**Extrait du texte:**
Comment résister à l’évocation de P.Valéry dont la lecture réactualise la pensée, avec ses ‘flash’ de poésie, quelle tentation de transposer ces extraits dans notre époque :

( NB : évoquant ici les polémiques sur 14-18 ... 9/11) ...  voici que nous assistons au pénible enfantement de ce qui sera la vérité, et que nous sommes les témoins assez divisé de la formation difficile de l’histoire. C’est en quelque sorte l’avenir du passé qui est en question, et qui se trouve disputé, même entre grandes ombres. Ceux qui s’unirent et qui s’admiraient dans le péril se font éternels adversaires. Des morts illustres parlent, et les paroles d’outre-tombe sont amères.

... L’avenir, - s’il est permis de l’inventer un instant, - nous serait donc assez favorable dans l’hypothèse où la puissance utilitaire reposerait bien moins sur l’énormité des effectifs et sur l’action des grands nombres d’hommes que sur la valeur individuelle, l’audace et l’agilité intelligente du personnel. L’aviateur, les servants d’une mitrailleuse donnent déjà l’idée de ce que pourront être les agents humains des conflits. Les engins nouveaux tendent à supprimer indistinctement toute vie dans une aire toujours plus grande. Toute concentration est un danger, tout rassemblement attire la foudre ; on verra, sans doute, se développer les entreprises de peu d’hommes choisis, agissant par équipes, produisant en quelques instants, à une heure, dans un lieu imprévus, des événements écrasants. - Voilà ce qui est possible, et qui donnerait aux qualités personnelles une valeur incomparable.

... La guerre ne peut plus être le drame précipité et convergent qu’elle fut une fois et que l’on pensait qu’elle serait encore. Il va falloir épuiser 1’adversaire en détail, division par division ; et viser dans la profondeur des nations, derrière les lignes, le dernier homme, le dernier sou, le dernier atome d’énergie. La guerre n’est plus une action ; elle est un état, une manière de régime terrible ; et elle est domiciliée, mais hélas, elle l’est chez nous !

[Données sources]
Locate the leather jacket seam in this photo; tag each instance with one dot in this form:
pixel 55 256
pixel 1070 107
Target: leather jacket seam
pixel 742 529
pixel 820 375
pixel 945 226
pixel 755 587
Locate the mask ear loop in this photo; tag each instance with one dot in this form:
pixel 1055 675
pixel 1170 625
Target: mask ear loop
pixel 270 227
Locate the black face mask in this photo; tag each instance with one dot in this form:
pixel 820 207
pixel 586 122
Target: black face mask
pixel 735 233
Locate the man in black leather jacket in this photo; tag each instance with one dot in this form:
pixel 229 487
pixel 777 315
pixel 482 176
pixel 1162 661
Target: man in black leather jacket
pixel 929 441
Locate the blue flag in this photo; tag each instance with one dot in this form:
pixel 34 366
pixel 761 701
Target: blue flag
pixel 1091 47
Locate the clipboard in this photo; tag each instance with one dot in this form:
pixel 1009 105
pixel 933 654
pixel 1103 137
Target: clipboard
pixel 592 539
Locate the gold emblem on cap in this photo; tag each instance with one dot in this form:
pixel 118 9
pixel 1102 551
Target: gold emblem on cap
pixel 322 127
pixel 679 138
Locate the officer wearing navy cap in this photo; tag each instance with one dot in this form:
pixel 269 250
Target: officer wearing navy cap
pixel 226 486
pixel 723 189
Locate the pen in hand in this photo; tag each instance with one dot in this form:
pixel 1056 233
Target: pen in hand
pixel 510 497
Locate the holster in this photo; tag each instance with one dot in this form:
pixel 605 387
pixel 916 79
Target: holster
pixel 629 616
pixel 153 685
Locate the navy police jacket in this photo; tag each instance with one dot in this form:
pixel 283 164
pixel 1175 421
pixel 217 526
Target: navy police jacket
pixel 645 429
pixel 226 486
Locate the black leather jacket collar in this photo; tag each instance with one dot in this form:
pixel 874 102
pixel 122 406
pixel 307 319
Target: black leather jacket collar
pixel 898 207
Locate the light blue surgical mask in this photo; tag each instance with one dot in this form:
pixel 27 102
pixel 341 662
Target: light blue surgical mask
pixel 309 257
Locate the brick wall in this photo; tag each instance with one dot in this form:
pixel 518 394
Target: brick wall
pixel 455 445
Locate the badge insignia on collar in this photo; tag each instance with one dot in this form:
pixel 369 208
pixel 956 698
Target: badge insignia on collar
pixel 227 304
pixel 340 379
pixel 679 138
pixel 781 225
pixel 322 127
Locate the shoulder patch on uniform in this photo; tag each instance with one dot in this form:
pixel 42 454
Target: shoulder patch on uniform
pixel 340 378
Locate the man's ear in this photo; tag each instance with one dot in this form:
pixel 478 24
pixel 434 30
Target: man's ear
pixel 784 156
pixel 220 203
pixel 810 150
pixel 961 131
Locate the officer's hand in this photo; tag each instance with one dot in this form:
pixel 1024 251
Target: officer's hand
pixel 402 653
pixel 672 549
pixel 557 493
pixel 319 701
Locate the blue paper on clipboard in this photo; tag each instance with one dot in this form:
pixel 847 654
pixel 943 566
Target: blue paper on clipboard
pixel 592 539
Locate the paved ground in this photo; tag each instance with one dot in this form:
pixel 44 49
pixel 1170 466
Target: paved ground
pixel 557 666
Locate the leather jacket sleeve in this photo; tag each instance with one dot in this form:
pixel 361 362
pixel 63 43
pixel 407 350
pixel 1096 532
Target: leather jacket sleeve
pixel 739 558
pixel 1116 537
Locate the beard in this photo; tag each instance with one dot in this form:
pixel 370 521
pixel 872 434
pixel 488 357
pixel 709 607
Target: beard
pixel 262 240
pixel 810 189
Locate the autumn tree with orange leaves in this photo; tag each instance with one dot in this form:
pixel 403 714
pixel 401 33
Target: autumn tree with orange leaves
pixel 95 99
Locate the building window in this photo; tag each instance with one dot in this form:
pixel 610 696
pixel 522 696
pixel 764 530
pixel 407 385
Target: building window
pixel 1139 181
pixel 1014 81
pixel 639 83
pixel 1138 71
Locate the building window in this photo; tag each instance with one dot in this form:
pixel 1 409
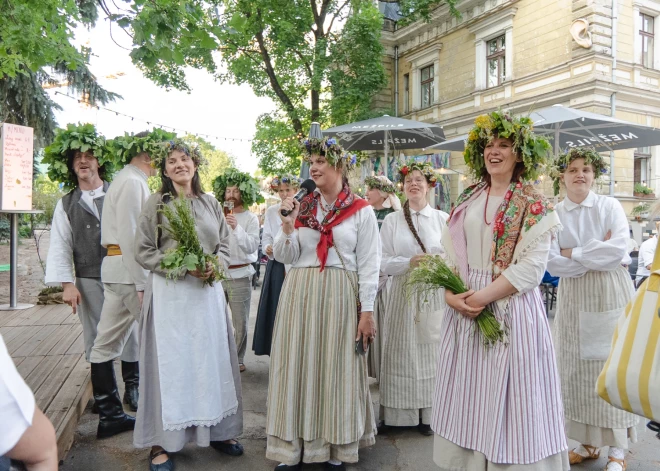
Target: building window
pixel 647 34
pixel 427 76
pixel 495 62
pixel 642 159
pixel 406 93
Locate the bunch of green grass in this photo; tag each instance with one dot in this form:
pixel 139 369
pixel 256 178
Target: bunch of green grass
pixel 188 254
pixel 433 273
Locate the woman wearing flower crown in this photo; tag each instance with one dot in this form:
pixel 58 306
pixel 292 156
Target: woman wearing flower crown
pixel 284 186
pixel 498 407
pixel 408 345
pixel 190 390
pixel 589 254
pixel 319 405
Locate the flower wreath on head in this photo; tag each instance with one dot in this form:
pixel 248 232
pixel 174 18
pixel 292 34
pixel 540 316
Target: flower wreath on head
pixel 128 146
pixel 590 156
pixel 381 183
pixel 533 150
pixel 285 179
pixel 83 138
pixel 248 186
pixel 425 168
pixel 331 150
pixel 160 152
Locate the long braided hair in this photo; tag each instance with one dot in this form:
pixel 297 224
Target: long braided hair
pixel 411 226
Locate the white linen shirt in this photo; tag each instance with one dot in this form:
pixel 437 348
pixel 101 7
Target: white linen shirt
pixel 358 241
pixel 584 228
pixel 121 209
pixel 243 244
pixel 59 262
pixel 399 244
pixel 646 253
pixel 16 402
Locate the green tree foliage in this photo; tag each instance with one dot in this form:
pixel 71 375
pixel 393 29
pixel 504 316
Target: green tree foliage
pixel 36 51
pixel 218 160
pixel 300 53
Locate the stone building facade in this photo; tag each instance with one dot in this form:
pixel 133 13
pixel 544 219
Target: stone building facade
pixel 523 55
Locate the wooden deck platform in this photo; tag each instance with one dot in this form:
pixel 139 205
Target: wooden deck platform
pixel 47 347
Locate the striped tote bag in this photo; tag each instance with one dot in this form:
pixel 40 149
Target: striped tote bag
pixel 630 379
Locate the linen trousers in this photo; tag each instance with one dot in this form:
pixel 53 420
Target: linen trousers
pixel 119 318
pixel 89 313
pixel 238 292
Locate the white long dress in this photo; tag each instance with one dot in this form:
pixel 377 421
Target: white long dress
pixel 408 358
pixel 593 292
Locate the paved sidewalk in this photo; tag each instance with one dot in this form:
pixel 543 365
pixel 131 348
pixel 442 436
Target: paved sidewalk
pixel 400 450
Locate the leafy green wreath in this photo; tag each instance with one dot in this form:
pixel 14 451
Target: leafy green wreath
pixel 590 156
pixel 83 138
pixel 424 167
pixel 532 149
pixel 248 186
pixel 128 146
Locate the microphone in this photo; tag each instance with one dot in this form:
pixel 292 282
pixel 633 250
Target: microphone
pixel 307 187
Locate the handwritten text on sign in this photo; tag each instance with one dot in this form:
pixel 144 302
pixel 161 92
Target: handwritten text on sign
pixel 16 146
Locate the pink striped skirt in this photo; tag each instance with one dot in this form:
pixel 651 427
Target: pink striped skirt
pixel 503 401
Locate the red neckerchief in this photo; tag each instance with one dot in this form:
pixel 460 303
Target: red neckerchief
pixel 346 205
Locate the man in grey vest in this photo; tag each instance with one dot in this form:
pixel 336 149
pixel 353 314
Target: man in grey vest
pixel 75 246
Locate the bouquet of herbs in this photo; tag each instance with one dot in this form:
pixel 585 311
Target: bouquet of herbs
pixel 433 273
pixel 188 254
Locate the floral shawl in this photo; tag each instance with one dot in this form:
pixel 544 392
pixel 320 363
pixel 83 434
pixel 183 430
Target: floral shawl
pixel 345 206
pixel 522 219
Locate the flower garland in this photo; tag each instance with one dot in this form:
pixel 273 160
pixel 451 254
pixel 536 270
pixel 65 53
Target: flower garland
pixel 331 150
pixel 425 168
pixel 128 146
pixel 532 149
pixel 83 138
pixel 247 185
pixel 285 179
pixel 160 151
pixel 381 184
pixel 590 156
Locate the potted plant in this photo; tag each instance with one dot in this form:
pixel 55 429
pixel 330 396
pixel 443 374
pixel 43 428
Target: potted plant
pixel 642 191
pixel 640 210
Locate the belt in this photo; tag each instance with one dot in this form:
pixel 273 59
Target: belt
pixel 113 250
pixel 233 267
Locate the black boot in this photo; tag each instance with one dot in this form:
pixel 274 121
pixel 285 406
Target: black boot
pixel 131 374
pixel 112 419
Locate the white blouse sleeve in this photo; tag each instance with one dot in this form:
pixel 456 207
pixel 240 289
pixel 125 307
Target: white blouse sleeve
pixel 59 263
pixel 606 255
pixel 391 264
pixel 561 266
pixel 286 248
pixel 528 273
pixel 368 253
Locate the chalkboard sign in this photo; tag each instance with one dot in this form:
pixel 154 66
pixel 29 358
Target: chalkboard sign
pixel 16 150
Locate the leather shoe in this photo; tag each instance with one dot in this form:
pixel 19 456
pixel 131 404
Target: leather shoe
pixel 335 467
pixel 231 449
pixel 167 466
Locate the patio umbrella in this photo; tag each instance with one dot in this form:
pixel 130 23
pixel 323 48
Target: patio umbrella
pixel 387 132
pixel 567 128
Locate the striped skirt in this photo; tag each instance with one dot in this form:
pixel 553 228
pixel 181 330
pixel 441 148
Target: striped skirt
pixel 319 405
pixel 588 308
pixel 502 401
pixel 408 365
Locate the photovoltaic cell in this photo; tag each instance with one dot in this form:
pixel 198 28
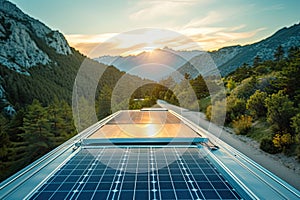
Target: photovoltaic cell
pixel 134 173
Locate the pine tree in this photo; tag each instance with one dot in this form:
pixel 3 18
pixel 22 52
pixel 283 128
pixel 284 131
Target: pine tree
pixel 279 53
pixel 37 133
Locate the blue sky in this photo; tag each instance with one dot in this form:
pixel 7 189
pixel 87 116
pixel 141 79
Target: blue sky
pixel 212 24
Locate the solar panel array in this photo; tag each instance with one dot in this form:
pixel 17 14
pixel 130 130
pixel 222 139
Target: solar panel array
pixel 137 173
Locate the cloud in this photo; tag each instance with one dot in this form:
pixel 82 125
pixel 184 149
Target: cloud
pixel 151 10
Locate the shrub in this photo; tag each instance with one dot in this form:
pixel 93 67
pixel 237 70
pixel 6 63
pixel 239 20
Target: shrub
pixel 283 141
pixel 256 104
pixel 280 110
pixel 208 112
pixel 242 125
pixel 268 146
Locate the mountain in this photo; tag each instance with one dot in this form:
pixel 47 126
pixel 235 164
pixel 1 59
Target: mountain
pixel 37 63
pixel 153 65
pixel 226 59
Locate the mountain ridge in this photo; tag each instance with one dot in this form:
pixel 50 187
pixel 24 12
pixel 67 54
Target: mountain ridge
pixel 226 59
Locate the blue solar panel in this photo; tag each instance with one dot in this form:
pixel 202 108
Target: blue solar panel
pixel 137 173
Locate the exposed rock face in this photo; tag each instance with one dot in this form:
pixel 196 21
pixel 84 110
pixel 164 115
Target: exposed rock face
pixel 24 43
pixel 19 40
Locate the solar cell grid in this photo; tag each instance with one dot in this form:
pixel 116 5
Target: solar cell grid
pixel 85 176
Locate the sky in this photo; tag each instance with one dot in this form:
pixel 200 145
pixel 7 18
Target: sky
pixel 101 27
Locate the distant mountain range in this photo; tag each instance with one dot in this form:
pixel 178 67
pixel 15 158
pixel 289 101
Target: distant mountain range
pixel 152 65
pixel 37 62
pixel 226 59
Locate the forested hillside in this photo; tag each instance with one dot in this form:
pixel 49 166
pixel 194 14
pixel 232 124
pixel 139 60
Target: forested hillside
pixel 262 100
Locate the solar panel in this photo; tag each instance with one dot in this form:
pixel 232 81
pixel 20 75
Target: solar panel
pixel 137 173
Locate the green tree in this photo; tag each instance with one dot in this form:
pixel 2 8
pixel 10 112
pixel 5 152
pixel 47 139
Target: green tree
pixel 296 123
pixel 257 61
pixel 37 133
pixel 4 139
pixel 256 104
pixel 280 110
pixel 231 84
pixel 103 102
pixel 279 53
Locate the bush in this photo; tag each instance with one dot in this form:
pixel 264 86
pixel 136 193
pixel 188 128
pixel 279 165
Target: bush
pixel 256 104
pixel 280 110
pixel 208 112
pixel 242 125
pixel 283 141
pixel 268 146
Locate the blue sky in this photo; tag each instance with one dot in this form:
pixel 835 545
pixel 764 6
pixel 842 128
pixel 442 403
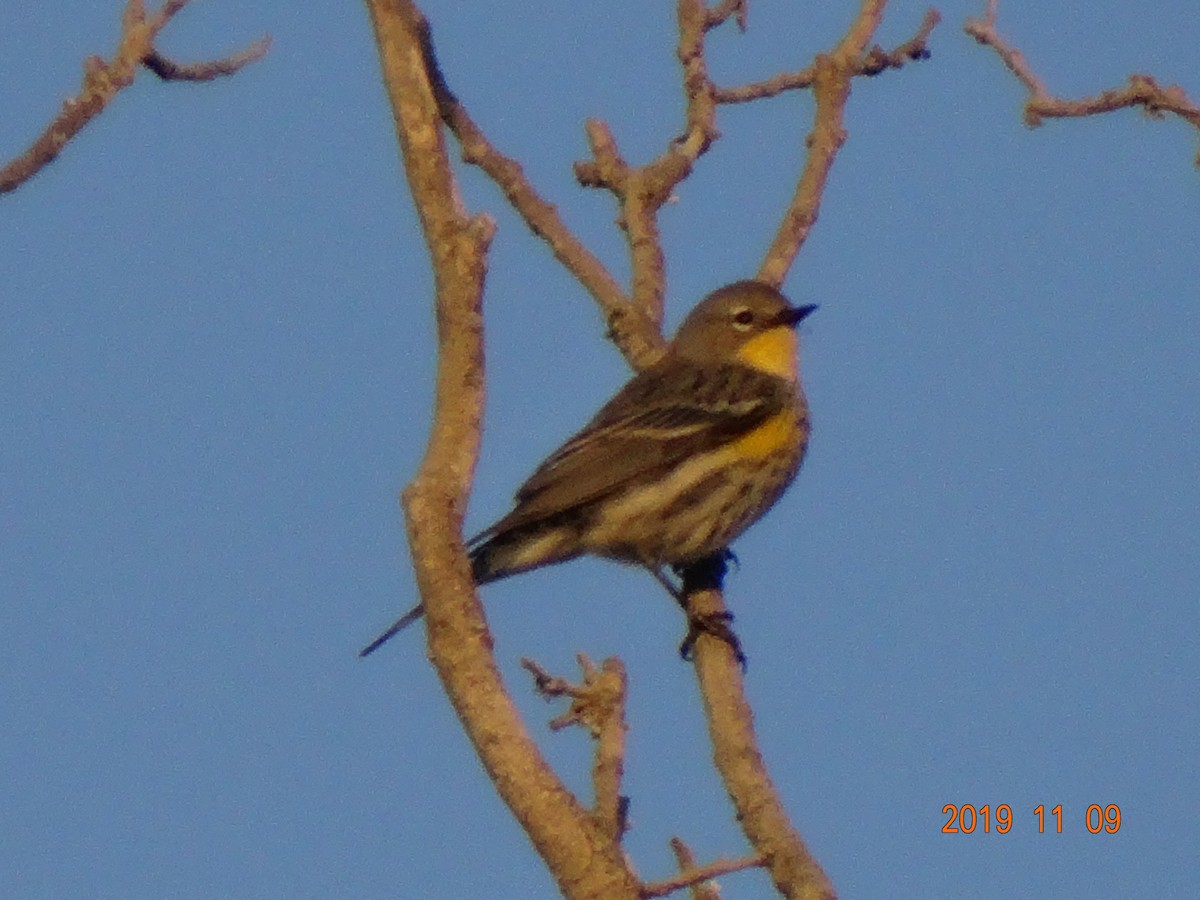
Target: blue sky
pixel 215 376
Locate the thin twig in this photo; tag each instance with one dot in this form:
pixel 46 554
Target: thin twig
pixel 693 875
pixel 598 705
pixel 171 71
pixel 871 63
pixel 105 78
pixel 637 336
pixel 1141 90
pixel 585 862
pixel 831 79
pixel 760 810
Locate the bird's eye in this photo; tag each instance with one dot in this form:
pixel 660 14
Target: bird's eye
pixel 743 318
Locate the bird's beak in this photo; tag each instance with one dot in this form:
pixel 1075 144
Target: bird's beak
pixel 795 315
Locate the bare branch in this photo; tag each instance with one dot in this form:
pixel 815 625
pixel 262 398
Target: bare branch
pixel 695 876
pixel 171 71
pixel 598 705
pixel 687 861
pixel 792 867
pixel 1141 91
pixel 832 76
pixel 585 862
pixel 637 336
pixel 871 63
pixel 103 79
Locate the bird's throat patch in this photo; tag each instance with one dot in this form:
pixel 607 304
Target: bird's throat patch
pixel 772 352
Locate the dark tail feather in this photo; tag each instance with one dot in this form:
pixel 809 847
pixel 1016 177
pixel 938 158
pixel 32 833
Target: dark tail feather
pixel 403 622
pixel 491 561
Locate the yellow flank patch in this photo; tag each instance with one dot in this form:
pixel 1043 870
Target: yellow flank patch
pixel 772 352
pixel 767 439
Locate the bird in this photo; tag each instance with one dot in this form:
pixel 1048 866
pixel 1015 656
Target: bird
pixel 690 453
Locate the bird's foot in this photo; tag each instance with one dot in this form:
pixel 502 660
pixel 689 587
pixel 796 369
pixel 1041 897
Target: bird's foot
pixel 715 624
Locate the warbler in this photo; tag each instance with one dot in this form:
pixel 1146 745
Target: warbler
pixel 683 459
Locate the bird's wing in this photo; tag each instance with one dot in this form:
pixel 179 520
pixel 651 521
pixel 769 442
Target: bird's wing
pixel 652 425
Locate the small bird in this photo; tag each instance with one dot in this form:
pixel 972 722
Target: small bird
pixel 683 459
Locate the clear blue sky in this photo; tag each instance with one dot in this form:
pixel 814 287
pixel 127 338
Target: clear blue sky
pixel 215 377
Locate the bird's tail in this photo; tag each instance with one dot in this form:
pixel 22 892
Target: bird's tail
pixel 498 557
pixel 399 625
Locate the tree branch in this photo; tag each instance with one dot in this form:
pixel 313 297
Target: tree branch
pixel 1141 91
pixel 831 78
pixel 793 869
pixel 598 705
pixel 103 79
pixel 696 876
pixel 582 859
pixel 637 336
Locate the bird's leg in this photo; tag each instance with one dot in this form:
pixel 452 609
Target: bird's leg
pixel 707 574
pixel 667 585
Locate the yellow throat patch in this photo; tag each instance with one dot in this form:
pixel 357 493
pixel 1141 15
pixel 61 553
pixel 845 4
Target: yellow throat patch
pixel 772 352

**Consignes:**
1. Recopiez fidèlement, dans l'extrait sur Valéry, tout ce qui va de « Comment résister à » jusqu'à « d’outre-tombe sont amères. ».
2. Extrayez des enregistrements, sans rien y modifier, toutes les lignes allant de celle qui contient « Locate the dark » jusqu'à celle qui contient « pixel 690 453 », ces deux lignes comprises.

**Résultats:**
1.
Comment résister à l’évocation de P.Valéry dont la lecture réactualise la pensée, avec ses ‘flash’ de poésie, quelle tentation de transposer ces extraits dans notre époque :

( NB : évoquant ici les polémiques sur 14-18 ... 9/11) ...  voici que nous assistons au pénible enfantement de ce qui sera la vérité, et que nous sommes les témoins assez divisé de la formation difficile de l’histoire. C’est en quelque sorte l’avenir du passé qui est en question, et qui se trouve disputé, même entre grandes ombres. Ceux qui s’unirent et qui s’admiraient dans le péril se font éternels adversaires. Des morts illustres parlent, et les paroles d’outre-tombe sont amères.

2.
Locate the dark tail feather in this photo; tag each instance with one dot in this form:
pixel 809 847
pixel 1016 177
pixel 938 158
pixel 32 833
Target: dark tail feather
pixel 403 622
pixel 491 561
Locate the yellow flank patch in this photo; tag each instance with one dot in this form:
pixel 1043 870
Target: yellow flank patch
pixel 772 352
pixel 767 439
Locate the bird in this photo; tag each instance with one dot in this form:
pixel 1048 866
pixel 1015 656
Target: bird
pixel 690 453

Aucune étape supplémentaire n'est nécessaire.